◆ Supplied material:
-- start --
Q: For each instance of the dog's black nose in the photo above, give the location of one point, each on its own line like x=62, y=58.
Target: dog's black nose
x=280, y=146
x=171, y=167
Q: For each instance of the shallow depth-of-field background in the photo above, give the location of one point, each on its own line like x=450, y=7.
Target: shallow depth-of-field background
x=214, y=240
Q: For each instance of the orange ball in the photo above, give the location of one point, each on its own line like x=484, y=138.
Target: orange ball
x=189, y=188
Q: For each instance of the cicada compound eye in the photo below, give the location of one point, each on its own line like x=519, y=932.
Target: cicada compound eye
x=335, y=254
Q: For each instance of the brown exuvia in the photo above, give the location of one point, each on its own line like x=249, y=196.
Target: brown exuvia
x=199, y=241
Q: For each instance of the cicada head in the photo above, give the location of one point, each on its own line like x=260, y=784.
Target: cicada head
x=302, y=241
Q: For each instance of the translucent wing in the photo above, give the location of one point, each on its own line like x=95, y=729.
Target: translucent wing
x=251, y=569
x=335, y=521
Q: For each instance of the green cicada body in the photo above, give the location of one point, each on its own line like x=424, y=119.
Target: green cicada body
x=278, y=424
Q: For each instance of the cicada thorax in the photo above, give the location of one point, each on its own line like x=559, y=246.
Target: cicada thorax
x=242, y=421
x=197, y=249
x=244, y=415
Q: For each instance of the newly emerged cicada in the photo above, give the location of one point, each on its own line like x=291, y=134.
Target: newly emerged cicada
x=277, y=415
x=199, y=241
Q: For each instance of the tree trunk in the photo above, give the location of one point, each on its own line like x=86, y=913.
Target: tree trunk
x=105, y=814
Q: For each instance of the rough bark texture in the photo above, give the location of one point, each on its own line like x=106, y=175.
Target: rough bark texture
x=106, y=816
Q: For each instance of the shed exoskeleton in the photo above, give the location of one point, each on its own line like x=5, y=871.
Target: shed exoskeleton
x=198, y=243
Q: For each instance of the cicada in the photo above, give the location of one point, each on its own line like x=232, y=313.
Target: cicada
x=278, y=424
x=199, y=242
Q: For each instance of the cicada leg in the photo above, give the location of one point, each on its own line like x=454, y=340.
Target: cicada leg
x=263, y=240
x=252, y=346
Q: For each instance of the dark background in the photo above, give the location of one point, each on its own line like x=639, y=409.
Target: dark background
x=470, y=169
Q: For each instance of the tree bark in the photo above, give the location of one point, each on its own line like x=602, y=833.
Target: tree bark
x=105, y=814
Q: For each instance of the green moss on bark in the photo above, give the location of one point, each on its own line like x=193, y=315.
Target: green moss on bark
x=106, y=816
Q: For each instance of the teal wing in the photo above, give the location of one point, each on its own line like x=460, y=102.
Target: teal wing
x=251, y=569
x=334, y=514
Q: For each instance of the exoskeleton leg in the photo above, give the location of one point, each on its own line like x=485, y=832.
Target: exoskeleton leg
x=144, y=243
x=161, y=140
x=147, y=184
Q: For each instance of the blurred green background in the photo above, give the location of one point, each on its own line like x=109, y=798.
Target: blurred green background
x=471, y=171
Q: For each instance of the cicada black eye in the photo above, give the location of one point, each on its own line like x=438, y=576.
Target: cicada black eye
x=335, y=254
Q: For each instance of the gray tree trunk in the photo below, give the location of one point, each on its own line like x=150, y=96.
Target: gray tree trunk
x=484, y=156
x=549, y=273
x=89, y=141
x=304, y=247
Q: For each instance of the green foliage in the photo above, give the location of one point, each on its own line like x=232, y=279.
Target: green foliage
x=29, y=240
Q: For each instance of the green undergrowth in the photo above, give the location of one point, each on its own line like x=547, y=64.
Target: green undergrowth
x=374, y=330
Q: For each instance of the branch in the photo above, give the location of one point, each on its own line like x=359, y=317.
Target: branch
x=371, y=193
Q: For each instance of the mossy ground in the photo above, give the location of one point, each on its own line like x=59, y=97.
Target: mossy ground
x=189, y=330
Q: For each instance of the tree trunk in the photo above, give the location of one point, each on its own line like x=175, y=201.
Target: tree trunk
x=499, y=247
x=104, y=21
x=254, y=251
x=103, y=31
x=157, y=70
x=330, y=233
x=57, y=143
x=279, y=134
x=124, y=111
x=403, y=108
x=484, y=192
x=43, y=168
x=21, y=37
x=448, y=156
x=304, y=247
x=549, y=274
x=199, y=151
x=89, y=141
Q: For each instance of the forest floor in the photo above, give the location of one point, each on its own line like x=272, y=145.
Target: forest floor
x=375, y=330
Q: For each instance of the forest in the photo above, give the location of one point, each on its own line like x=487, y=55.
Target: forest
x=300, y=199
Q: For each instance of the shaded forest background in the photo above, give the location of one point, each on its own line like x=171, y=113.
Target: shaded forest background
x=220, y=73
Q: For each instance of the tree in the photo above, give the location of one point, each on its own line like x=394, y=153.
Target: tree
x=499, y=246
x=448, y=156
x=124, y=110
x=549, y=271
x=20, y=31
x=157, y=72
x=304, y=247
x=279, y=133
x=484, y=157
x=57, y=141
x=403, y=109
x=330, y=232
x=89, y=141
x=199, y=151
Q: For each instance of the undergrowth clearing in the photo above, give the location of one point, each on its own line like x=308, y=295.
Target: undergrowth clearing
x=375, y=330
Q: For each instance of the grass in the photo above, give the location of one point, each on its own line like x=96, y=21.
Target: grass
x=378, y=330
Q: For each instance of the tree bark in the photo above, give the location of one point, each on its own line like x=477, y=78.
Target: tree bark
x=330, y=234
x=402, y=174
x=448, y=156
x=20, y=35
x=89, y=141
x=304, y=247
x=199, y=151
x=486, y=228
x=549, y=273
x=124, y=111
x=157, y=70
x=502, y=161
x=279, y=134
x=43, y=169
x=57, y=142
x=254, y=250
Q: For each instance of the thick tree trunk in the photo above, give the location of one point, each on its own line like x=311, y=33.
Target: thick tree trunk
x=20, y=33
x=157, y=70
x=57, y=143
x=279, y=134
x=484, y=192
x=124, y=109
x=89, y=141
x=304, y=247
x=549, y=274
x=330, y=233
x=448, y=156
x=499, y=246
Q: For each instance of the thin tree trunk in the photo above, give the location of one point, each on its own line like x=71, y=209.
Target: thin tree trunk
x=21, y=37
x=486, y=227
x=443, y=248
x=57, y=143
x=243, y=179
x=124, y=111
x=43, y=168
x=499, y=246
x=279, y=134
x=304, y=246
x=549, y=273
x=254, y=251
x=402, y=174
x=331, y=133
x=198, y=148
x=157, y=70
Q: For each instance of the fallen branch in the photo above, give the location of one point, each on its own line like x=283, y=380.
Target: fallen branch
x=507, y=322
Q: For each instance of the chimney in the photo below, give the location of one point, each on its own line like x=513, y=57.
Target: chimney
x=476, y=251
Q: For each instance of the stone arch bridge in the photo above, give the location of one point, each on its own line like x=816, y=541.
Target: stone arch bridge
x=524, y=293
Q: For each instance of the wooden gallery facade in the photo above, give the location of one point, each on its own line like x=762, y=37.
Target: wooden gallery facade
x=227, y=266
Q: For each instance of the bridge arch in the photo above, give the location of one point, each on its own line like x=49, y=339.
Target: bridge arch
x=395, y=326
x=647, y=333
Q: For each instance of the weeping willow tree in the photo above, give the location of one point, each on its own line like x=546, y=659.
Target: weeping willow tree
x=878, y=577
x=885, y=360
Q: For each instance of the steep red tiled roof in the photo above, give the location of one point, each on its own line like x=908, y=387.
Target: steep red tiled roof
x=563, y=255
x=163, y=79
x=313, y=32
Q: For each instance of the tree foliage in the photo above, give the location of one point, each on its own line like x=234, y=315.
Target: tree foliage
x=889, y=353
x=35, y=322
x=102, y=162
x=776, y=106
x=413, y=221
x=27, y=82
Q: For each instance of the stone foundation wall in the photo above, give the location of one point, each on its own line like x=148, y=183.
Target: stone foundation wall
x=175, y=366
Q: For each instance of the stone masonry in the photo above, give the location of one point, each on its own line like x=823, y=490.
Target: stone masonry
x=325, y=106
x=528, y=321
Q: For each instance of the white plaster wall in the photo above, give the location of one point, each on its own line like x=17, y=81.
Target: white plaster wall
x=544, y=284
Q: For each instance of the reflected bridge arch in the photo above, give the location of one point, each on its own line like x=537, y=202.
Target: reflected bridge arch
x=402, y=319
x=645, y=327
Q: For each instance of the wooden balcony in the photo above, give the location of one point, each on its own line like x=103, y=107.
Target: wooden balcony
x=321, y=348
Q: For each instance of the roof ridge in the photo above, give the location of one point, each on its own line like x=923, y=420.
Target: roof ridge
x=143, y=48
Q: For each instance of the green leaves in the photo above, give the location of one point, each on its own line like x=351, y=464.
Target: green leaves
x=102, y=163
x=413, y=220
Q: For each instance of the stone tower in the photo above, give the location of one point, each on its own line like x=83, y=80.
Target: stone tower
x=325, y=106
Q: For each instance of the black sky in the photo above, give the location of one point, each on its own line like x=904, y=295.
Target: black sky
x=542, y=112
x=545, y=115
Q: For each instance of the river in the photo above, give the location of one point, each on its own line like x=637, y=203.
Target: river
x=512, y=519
-- end --
Print the data word for word, starting with the line that contains "Q: For each instance of the white" and going through the line that contains "x=321, y=348", both of those lines included.

◆ Right answer:
Q: For each instance of the white plaster wall in the photo above, give the location of one point, each on its own line like x=17, y=81.
Target: white plaster wall
x=544, y=284
Q: For each instance of the reflected bridge arch in the photo above, give the location of one point, each on its own line like x=537, y=202.
Target: reflected bridge arch
x=402, y=319
x=645, y=327
Q: For each instance of the wooden balcony in the photo above, give the location of one point, each on its own line like x=103, y=107.
Target: wooden balcony
x=321, y=348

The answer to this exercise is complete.